--- Required work ---
Show every line of the records below that contains the string "print", copying each line whole. Matches must agree in case.
[Start Records provided]
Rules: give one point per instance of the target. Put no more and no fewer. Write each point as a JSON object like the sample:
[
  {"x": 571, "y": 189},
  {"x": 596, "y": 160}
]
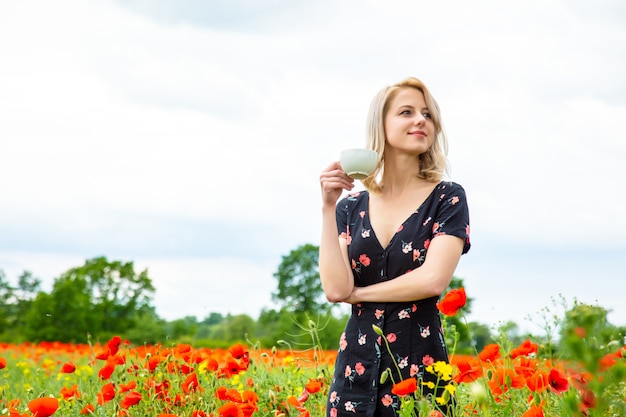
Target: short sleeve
[
  {"x": 341, "y": 212},
  {"x": 453, "y": 214}
]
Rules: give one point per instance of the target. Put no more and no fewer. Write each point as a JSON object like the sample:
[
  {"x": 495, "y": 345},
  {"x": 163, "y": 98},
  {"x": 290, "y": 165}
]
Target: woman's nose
[{"x": 419, "y": 119}]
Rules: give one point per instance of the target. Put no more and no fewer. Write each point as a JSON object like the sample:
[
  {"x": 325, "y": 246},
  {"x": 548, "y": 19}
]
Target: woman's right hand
[{"x": 333, "y": 180}]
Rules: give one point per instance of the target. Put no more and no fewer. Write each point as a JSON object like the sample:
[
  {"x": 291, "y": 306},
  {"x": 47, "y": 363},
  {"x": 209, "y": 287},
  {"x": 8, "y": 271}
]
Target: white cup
[{"x": 358, "y": 163}]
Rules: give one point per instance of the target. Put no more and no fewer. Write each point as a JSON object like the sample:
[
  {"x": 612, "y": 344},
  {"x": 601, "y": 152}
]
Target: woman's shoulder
[{"x": 450, "y": 186}]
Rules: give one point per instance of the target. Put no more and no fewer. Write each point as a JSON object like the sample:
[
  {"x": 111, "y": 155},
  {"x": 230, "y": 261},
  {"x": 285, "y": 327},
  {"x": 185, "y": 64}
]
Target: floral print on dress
[{"x": 413, "y": 329}]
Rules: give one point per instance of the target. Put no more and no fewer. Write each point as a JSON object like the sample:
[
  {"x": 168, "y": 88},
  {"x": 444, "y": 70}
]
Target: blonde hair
[{"x": 433, "y": 163}]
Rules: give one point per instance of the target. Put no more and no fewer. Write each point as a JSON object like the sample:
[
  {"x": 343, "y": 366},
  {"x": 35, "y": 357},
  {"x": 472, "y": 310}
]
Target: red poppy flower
[
  {"x": 128, "y": 387},
  {"x": 191, "y": 383},
  {"x": 538, "y": 382},
  {"x": 313, "y": 386},
  {"x": 230, "y": 409},
  {"x": 525, "y": 349},
  {"x": 68, "y": 368},
  {"x": 106, "y": 371},
  {"x": 490, "y": 353},
  {"x": 106, "y": 394},
  {"x": 237, "y": 351},
  {"x": 43, "y": 407},
  {"x": 130, "y": 399},
  {"x": 504, "y": 378},
  {"x": 452, "y": 302},
  {"x": 558, "y": 381},
  {"x": 534, "y": 411},
  {"x": 405, "y": 387},
  {"x": 469, "y": 371},
  {"x": 71, "y": 392}
]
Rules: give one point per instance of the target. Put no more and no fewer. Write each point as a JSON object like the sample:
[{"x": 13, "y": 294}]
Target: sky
[{"x": 188, "y": 137}]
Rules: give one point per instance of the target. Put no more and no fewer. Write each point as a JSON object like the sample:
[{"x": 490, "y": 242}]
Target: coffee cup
[{"x": 358, "y": 163}]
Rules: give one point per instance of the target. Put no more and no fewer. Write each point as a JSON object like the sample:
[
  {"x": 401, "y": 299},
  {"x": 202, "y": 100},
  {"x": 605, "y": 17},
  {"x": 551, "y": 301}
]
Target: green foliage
[{"x": 299, "y": 286}]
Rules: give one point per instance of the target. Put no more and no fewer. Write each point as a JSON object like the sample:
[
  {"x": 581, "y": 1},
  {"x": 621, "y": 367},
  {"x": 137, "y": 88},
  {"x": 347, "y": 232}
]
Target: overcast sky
[{"x": 188, "y": 137}]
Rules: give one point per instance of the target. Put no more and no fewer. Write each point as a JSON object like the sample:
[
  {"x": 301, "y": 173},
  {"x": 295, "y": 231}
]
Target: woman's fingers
[{"x": 333, "y": 180}]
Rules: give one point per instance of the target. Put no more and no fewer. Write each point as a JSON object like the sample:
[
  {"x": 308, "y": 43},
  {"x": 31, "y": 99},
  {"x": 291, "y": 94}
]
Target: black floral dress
[{"x": 412, "y": 329}]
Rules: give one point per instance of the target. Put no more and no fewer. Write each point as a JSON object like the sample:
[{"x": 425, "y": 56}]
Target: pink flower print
[
  {"x": 343, "y": 343},
  {"x": 403, "y": 363},
  {"x": 407, "y": 247},
  {"x": 346, "y": 235},
  {"x": 428, "y": 360},
  {"x": 359, "y": 368},
  {"x": 333, "y": 398}
]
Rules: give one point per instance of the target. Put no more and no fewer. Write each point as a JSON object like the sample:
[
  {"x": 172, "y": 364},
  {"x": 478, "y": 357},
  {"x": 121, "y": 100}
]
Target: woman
[{"x": 399, "y": 244}]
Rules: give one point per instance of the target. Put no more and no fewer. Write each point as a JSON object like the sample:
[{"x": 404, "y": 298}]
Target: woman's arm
[
  {"x": 334, "y": 265},
  {"x": 429, "y": 280}
]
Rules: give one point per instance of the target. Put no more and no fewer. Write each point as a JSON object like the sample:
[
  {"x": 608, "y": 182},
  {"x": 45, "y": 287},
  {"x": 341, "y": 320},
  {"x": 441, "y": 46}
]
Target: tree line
[{"x": 103, "y": 298}]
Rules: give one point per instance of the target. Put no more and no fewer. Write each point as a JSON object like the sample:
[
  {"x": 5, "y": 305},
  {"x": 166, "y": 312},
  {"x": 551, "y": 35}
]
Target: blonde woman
[{"x": 390, "y": 251}]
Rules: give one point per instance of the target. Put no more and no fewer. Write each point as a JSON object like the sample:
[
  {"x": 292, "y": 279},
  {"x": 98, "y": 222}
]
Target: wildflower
[
  {"x": 68, "y": 368},
  {"x": 230, "y": 409},
  {"x": 106, "y": 394},
  {"x": 469, "y": 371},
  {"x": 490, "y": 353},
  {"x": 43, "y": 407},
  {"x": 405, "y": 387},
  {"x": 527, "y": 348},
  {"x": 72, "y": 392},
  {"x": 538, "y": 382},
  {"x": 452, "y": 302},
  {"x": 558, "y": 381},
  {"x": 502, "y": 379},
  {"x": 237, "y": 351},
  {"x": 313, "y": 386},
  {"x": 191, "y": 383},
  {"x": 534, "y": 411},
  {"x": 130, "y": 399}
]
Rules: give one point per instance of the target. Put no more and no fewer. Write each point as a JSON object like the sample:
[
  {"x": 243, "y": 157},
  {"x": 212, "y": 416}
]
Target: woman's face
[{"x": 409, "y": 126}]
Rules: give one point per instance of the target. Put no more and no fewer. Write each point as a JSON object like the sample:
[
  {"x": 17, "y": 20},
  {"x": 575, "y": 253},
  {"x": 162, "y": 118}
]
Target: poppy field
[{"x": 585, "y": 376}]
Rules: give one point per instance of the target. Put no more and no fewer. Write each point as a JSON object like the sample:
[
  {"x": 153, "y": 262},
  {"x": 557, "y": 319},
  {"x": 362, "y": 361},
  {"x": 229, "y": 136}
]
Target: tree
[
  {"x": 100, "y": 298},
  {"x": 299, "y": 286}
]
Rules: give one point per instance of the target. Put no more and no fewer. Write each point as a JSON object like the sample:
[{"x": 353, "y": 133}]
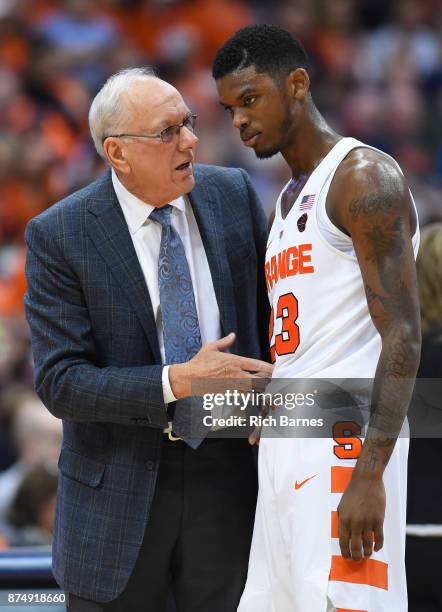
[End Records provided]
--- Exercise solution ---
Target: floral print on dress
Target: pink flower print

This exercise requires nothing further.